(SOURCE DOCUMENT Opens)

Reverend Steve Pieters, who made history and national headlines after being interviewed by Tammy Faye Bakker in 1985 about living with HIV, is dead at 71 after succumbing to several concurring cancer battles including complications from Gastrointestinal Cancer.
Pieters’ sit-down with Bakker, which aired on the evangelical network “Praise the Lord” (PTL), was one of the first national TV interviews to spotlight an HIV-positive gay man in America.
“She wanted to be the first televangelist to interview a gay man with AIDS,” Pieters, told PEOPLE in a 2021 interview for the film, “The Eyes of Tammy Faye,” which recreated the scene. “It was a very scary time and there was still a lot of fear about AIDS and about being around a person with AIDS. And I thought the opportunity to reach an audience that I would never otherwise reach was too valuable to pass by,” Pieters added.
In the interview, Pieters described how he was treated as someone living with AIDS: “People are scared…they don’t know how to deal with terminal illness, they don’t know how to deal with something as stigmatized as AIDS… but there are people people who are breaking through that fear, who are not letting their fear get in the way of ministry.”
While the interview drew sharp criticism for interview a gay man with HIV/AIDS on a Christian evangelical network, Bakker famously broke the mold in HIV stigma by saying live on air, “There a lot of Christians here who love you.”
Actress Jessica Chastain, who played Tammy Faye Bakker in the 2021 Searchlight Pictures film, “The Eyes of Tammy Faye,” tweeted her condolences, saying, “He was a constant reminder that God is LOVE.”
“Rest In Peace sweet angel Steve. You made a difference in the lives of so many and you will be missed,” Chastain said.

(SOURCE DOCUMENT Closes)

WHAT TO WORK ON =>
1. According to the article about Reverend Steve Pieters, on what network did his 1985 interview with Tammy Faye Bakker air?
2. Pick up the article about Reverend Steve Pieters after its final sentence and write the next part.

(EXTRACTED RECORDS Opens)

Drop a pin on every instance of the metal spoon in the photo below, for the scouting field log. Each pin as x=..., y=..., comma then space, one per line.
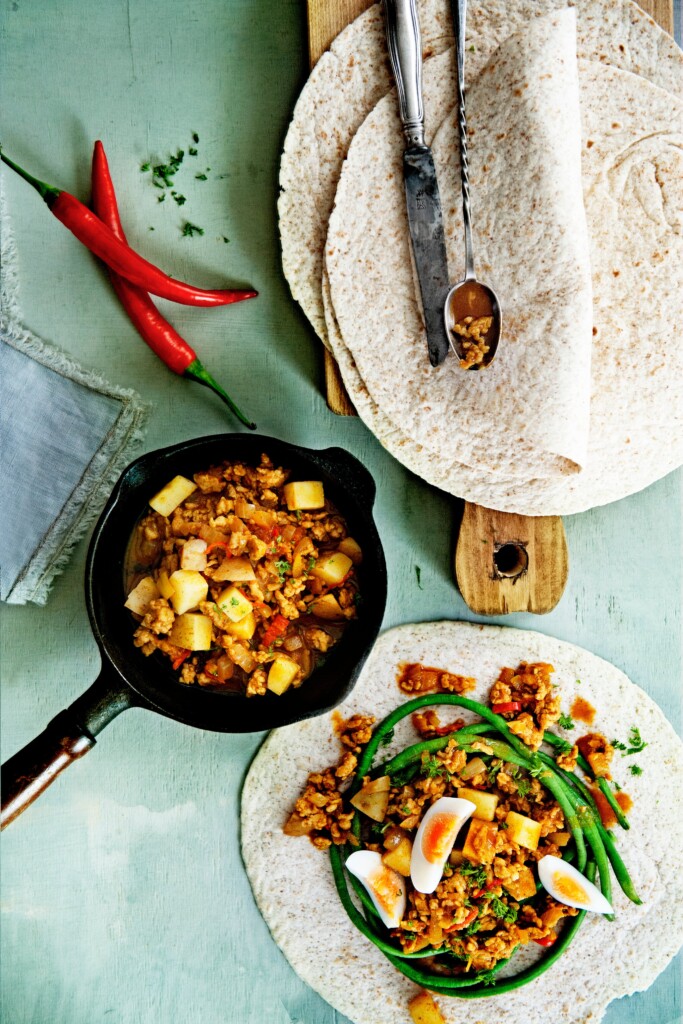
x=469, y=298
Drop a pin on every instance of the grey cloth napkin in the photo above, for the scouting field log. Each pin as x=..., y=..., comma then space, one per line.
x=66, y=434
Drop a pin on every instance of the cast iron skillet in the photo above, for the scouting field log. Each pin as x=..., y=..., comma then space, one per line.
x=129, y=679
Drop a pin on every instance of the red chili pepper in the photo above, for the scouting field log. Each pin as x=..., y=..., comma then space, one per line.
x=218, y=544
x=103, y=243
x=276, y=629
x=161, y=336
x=177, y=662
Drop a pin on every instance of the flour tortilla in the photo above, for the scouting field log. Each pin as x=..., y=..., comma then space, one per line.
x=354, y=74
x=632, y=172
x=293, y=885
x=530, y=408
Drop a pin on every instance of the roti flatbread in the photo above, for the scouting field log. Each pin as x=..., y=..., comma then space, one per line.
x=354, y=74
x=632, y=161
x=293, y=885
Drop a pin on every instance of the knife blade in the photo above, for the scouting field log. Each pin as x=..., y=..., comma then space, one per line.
x=422, y=196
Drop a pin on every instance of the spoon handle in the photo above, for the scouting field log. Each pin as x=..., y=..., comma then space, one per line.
x=404, y=44
x=459, y=11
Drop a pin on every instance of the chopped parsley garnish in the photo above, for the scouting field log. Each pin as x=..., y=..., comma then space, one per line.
x=475, y=872
x=474, y=927
x=635, y=740
x=432, y=768
x=502, y=910
x=523, y=786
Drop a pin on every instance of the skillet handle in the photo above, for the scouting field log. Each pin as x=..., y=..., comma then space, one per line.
x=68, y=737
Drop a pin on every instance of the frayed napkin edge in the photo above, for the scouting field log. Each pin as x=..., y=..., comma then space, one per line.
x=52, y=555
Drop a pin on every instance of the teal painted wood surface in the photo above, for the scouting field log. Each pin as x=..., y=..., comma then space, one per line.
x=123, y=893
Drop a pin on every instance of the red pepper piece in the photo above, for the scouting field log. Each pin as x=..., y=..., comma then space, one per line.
x=182, y=656
x=506, y=708
x=101, y=241
x=468, y=921
x=275, y=630
x=155, y=330
x=218, y=544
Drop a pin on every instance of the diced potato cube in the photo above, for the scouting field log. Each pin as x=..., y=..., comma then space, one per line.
x=139, y=597
x=189, y=588
x=399, y=857
x=523, y=886
x=304, y=495
x=239, y=569
x=233, y=604
x=168, y=499
x=480, y=843
x=485, y=803
x=326, y=607
x=352, y=549
x=332, y=568
x=373, y=799
x=165, y=586
x=245, y=629
x=191, y=631
x=424, y=1010
x=525, y=832
x=193, y=554
x=283, y=673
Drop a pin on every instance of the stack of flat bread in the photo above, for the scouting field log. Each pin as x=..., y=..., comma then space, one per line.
x=577, y=151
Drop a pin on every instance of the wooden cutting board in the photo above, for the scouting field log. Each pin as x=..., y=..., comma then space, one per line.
x=504, y=562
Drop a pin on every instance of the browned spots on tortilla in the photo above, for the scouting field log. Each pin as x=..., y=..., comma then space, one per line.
x=582, y=710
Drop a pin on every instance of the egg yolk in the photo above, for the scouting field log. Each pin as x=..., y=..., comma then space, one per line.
x=568, y=888
x=438, y=836
x=386, y=889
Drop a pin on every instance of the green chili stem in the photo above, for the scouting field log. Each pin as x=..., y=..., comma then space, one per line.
x=200, y=374
x=48, y=193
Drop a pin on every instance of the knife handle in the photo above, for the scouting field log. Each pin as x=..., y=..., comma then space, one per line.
x=404, y=45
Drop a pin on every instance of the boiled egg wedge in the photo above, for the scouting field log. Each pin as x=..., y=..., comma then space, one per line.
x=433, y=843
x=568, y=886
x=385, y=887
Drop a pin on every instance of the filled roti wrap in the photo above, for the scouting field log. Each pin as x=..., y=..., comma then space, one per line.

(EXTRACTED RECORDS Closes)

RESPONSES FOR EACH TASK =>
1. The evangelical network "Praise the Lord" (PTL).

2.
Steve Pieters was an inspiration and advocate for those living with HIV/AIDS for over 35 years.— Jessica Chastain (@jes_chastain) July 9, 2023
He was a constant reminder that God is LOVE
Rest In Peace sweet angel Steve. You made a difference in the lives of so many and you will be missed 🤍 @aspieters pic.twitter.com/mZus9Jatwa
Pieters became a longtime activist in the HIV/AIDS and recovery communities was an active pastor and later a field director for the as Field Director of AIDS Ministry for the Metropolitan Community Church (MCC) denomination. He received his Master of Divinity Degree from McCormick Theological Seminary in 1979.
In 1982, as the Los Angeles Blade reports, he resigned his position in Hartford and moved to Los Angeles, where he began to experience a series of illnesses that were diagnosed as AIDS-Related Complex. In April, 1984, he was diagnosed with AIDS/Kaposi’s Sarcoma and stage four lymphoma, and he was told by one health professional that he would not live to see 1985.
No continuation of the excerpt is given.